Each record beneath this line should be returned exactly as it is.
+++
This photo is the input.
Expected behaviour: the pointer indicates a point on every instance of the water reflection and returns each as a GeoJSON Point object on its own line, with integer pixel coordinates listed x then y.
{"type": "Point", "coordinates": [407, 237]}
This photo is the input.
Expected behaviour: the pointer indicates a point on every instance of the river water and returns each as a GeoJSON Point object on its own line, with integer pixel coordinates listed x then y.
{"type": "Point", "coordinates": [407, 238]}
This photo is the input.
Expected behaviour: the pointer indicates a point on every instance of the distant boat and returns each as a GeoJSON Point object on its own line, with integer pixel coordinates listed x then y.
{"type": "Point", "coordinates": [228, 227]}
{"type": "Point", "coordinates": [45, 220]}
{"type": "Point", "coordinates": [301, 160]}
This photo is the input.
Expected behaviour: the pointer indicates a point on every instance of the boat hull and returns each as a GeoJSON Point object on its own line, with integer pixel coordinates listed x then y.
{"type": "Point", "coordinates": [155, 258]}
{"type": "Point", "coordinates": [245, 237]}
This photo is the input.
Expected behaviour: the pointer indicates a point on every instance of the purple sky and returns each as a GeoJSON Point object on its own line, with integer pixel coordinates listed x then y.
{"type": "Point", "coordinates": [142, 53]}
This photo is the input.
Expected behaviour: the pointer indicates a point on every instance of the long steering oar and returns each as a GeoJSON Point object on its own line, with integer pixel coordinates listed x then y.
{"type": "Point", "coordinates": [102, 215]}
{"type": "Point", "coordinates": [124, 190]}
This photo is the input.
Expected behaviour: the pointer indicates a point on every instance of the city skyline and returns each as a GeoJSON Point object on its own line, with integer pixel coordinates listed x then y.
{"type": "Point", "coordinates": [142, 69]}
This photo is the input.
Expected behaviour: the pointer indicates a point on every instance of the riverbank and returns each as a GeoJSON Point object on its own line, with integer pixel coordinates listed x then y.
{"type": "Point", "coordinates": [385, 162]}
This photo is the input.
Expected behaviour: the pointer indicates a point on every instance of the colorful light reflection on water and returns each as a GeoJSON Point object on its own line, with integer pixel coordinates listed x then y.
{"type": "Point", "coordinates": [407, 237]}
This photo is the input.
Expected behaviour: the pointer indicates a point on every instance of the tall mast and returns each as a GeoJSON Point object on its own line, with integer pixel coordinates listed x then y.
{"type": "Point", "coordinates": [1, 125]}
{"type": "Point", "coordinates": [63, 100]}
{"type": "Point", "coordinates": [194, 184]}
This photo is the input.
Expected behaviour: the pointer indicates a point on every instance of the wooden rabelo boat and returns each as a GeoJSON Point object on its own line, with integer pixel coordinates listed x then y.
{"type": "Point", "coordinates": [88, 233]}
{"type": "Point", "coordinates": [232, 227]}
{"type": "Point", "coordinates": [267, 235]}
+++
:: FINISHED TASK ::
This photo is the input.
Expected behaviour: the pointer indicates a point on every instance of the water reflection and returns each as a GeoJSON Point object on its own line, with integer pixel coordinates listed x then y.
{"type": "Point", "coordinates": [407, 237]}
This photo is the input.
Expected behaviour: the pointer indicates a point on every instance of the river water and returns each as a GeoJSON Point object on its own line, with integer pixel coordinates listed x then y.
{"type": "Point", "coordinates": [407, 238]}
This photo is the input.
Expected behaviour: the pointer indicates a point on every instance of the distant boat and returns each as a GeoJSON Point object on its own line, with integer pixel coordinates listed x then y.
{"type": "Point", "coordinates": [228, 227]}
{"type": "Point", "coordinates": [45, 220]}
{"type": "Point", "coordinates": [301, 160]}
This photo is the input.
Expected behaviour: the pointer indicates a point on every instance of the boat hull and returns each as a GeoJSON Point object on its own line, with integer pixel coordinates listed x then y.
{"type": "Point", "coordinates": [155, 258]}
{"type": "Point", "coordinates": [245, 237]}
This photo is the input.
Expected behaviour: the pointer indicates a point on every instance of the purple sky and returns each as a GeoJSON Point object on its own line, with integer pixel coordinates listed x then y.
{"type": "Point", "coordinates": [142, 53]}
This photo is the input.
Expected behaviour: the pointer indicates a point on every instance of the long steering oar and returns each as a GeoJSON Point object on its own line, with integer pixel coordinates listed x then y.
{"type": "Point", "coordinates": [102, 215]}
{"type": "Point", "coordinates": [124, 190]}
This photo is the input.
Expected behaviour: the pointer indicates a point on every instance of the city skyline and returns each as a GeoJSON Point object on its own line, with integer pixel coordinates listed x then y.
{"type": "Point", "coordinates": [142, 69]}
This photo is the input.
Expected behaviour: the pointer indicates a point on every instance of the riverbank and returns each as a GeoJSON Point object on its own line, with integer pixel coordinates listed x then y.
{"type": "Point", "coordinates": [385, 162]}
This photo is the input.
Expected behaviour: the pointer indicates a point on every instance of the colorful light reflection on water and returns each as a GeoJSON Point object on its own line, with integer pixel coordinates listed x then y.
{"type": "Point", "coordinates": [407, 237]}
This photo is the input.
Expected behaviour: the pointer indicates a point on every instance of the tall mast and returns each as a GeoJSON Point object on its own line, with integer pixel coordinates listed x then y.
{"type": "Point", "coordinates": [1, 125]}
{"type": "Point", "coordinates": [63, 100]}
{"type": "Point", "coordinates": [194, 184]}
This photo is the input.
Expected behaviour: the pointer indicates a point on every instance of the wooden rabelo boat and returns each as a GeoJSON Point object on its own line, with integer pixel coordinates listed x then y.
{"type": "Point", "coordinates": [88, 233]}
{"type": "Point", "coordinates": [232, 227]}
{"type": "Point", "coordinates": [267, 235]}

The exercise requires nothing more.